Exercise description - Using the commentary on the Hariri assassination anniversary below, explain in one to three sentences why Israel withdrew from the south of Lebanon in May 2000.

Supplied passage -
^^^^

Khairallah Khairallah

Published: Updated:

Feb. 14 marks the 11th anniversary of the assassination of former Lebanese prime minister Rafiq Hariri. Since his murder, not a year has passed without further exposing that the crime was not isolated from the Iranian expansionist project in the region.

This project, which includes Lebanon, has taken a new dimension since the 2003 U.S. invasion of Iraq.

American troops toppled the Iraqi regime without considering the repercussions. Then-U.S. President George W Bush handed Iraq to Iran on a silver plate. Jordan’s King Abdullah tried in Aug. 2002 to convince him to consider the consequences of invading Iraq, but in vain. The king was aware of the threat posed by Iranian control of Iraq.

Hezbollah

We are currently witnessing in Lebanon another episode in a series that began with Hezbollah’s refusal to give up its arms after Israel withdrew from the south of the country in May 2000, in compliance with U.N. Security Council resolution 425 of March 1978.

Those who think Hezbollah has given up its Iranian goals do not want to deal with reality. It did not participate in cabinets when Lebanon was under Syrian tutelage, only after Hariri was assassinated. It then solidified the concept of an obstructing vote in government, which has reached the current phase of blocking the election of a president.

^^^^

Given data -
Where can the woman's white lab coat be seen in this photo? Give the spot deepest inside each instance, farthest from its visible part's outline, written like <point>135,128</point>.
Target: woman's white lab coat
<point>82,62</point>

^^^^

Output below - Israel withdrew from the south of Lebanon in May 2000 in compliance with U.N. Security Council resolution 425 of March 1978.